» Your objective
Using the material below, print a verbatim copy of every line from the one containing "(format x=376, y=206)" through the one containing "(format x=147, y=250)", inclusive, and omit the pictures.
::::
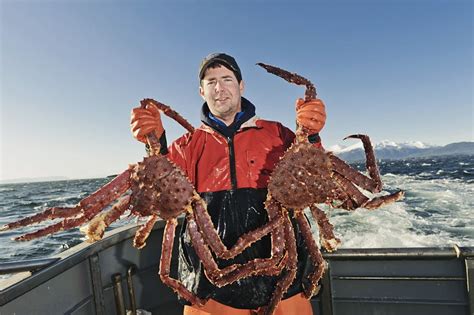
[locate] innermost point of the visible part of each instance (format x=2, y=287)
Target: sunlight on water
x=436, y=211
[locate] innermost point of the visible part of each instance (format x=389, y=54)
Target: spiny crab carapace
x=156, y=188
x=305, y=176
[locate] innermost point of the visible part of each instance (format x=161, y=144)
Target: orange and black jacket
x=230, y=167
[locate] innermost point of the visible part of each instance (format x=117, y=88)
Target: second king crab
x=304, y=177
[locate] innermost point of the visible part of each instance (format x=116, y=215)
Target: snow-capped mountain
x=389, y=150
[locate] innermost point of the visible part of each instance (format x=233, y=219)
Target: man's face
x=222, y=92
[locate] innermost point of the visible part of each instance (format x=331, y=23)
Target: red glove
x=311, y=115
x=146, y=120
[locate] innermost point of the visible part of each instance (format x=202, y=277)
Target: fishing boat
x=112, y=277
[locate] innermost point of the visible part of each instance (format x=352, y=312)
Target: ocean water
x=437, y=209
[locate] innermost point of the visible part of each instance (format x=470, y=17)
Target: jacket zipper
x=233, y=172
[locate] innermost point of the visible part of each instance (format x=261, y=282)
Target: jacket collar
x=246, y=118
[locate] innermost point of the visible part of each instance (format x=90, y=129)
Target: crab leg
x=165, y=265
x=214, y=241
x=310, y=92
x=355, y=198
x=229, y=274
x=168, y=112
x=88, y=206
x=370, y=162
x=60, y=226
x=314, y=253
x=383, y=200
x=326, y=230
x=353, y=175
x=290, y=269
x=263, y=266
x=144, y=231
x=96, y=228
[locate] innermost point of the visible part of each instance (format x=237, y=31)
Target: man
x=229, y=159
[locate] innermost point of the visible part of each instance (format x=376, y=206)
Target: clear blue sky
x=71, y=71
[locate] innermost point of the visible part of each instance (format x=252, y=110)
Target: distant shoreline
x=46, y=179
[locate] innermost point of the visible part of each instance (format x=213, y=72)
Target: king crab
x=306, y=176
x=159, y=189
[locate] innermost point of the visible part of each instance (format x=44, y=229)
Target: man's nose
x=218, y=86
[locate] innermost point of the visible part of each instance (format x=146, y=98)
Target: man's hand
x=144, y=121
x=311, y=115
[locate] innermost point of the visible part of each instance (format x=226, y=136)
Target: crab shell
x=303, y=177
x=159, y=187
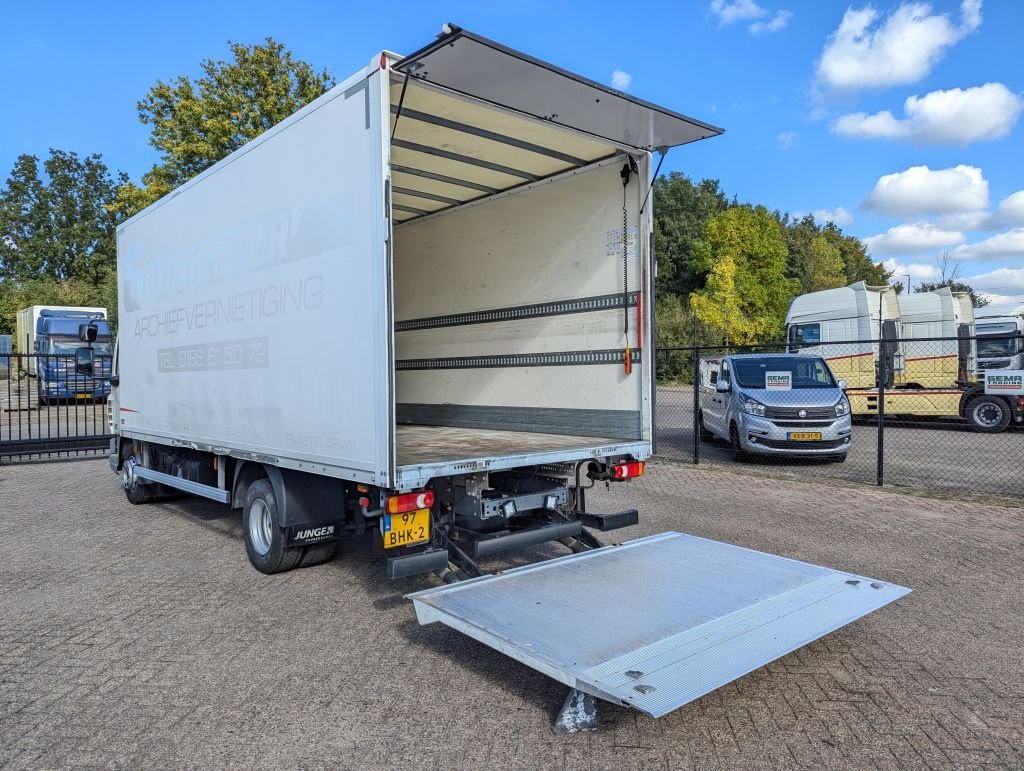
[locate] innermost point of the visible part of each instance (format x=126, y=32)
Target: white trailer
x=420, y=309
x=26, y=324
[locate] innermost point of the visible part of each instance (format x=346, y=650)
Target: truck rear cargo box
x=404, y=280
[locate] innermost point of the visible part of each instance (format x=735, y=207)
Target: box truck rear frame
x=422, y=307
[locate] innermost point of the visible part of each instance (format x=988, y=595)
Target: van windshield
x=805, y=372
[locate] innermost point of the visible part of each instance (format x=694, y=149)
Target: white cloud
x=912, y=239
x=866, y=51
x=1011, y=209
x=621, y=81
x=1003, y=246
x=918, y=271
x=921, y=190
x=1010, y=213
x=952, y=117
x=737, y=10
x=787, y=139
x=778, y=22
x=1006, y=280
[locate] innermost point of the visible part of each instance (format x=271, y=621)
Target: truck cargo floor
x=441, y=443
x=654, y=623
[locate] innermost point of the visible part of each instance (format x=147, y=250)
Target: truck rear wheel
x=135, y=488
x=264, y=536
x=988, y=415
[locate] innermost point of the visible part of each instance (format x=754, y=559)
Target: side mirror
x=84, y=360
x=87, y=332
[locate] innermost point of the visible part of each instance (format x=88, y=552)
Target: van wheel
x=264, y=536
x=706, y=435
x=318, y=554
x=988, y=415
x=737, y=452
::::
» Answer to the exercise
[locate] innermost point of the visible part of each instance (format x=376, y=206)
Target: clear blue sky
x=71, y=71
[locate] innermost point of the visible part of each instance (format x=252, y=110)
Target: distant shoreline
x=46, y=179
[locate] innermost point of the visible part of each instance (format x=213, y=72)
Target: king crab
x=306, y=176
x=159, y=189
[locate] innermost point of the visible part of each instance (format x=44, y=229)
Target: man's nose
x=218, y=86
[locate] innermost point of the visible part of each instance (format x=146, y=98)
Target: man's hand
x=144, y=121
x=311, y=115
[locate] innermost point of the visible part of each instance (format x=226, y=136)
Target: crab shell
x=303, y=177
x=159, y=187
[locate] innermost point of the visible part of each instance (format x=126, y=32)
Target: white trailer
x=420, y=309
x=26, y=324
[locate] innermost point of the visible part of each instance (format x=346, y=650)
Target: truck rear cargo box
x=404, y=280
[locate] innermost point of the visible part of each instance (format x=735, y=207)
Target: box truck rear frame
x=422, y=307
[locate] innermost point of the visible part of each instance (format x=988, y=595)
Target: van windshield
x=805, y=372
[locate] innermost point of the visible part of each instance (format x=694, y=149)
Target: white cloud
x=912, y=239
x=866, y=51
x=1011, y=209
x=621, y=81
x=1003, y=246
x=918, y=271
x=921, y=190
x=1010, y=213
x=952, y=117
x=737, y=10
x=787, y=139
x=778, y=22
x=1006, y=280
[locate] innermost point of the visible part of each instance (format x=271, y=621)
Target: truck cargo floor
x=441, y=443
x=654, y=623
[locate] innermost point of the visible part of each instance (format x=147, y=250)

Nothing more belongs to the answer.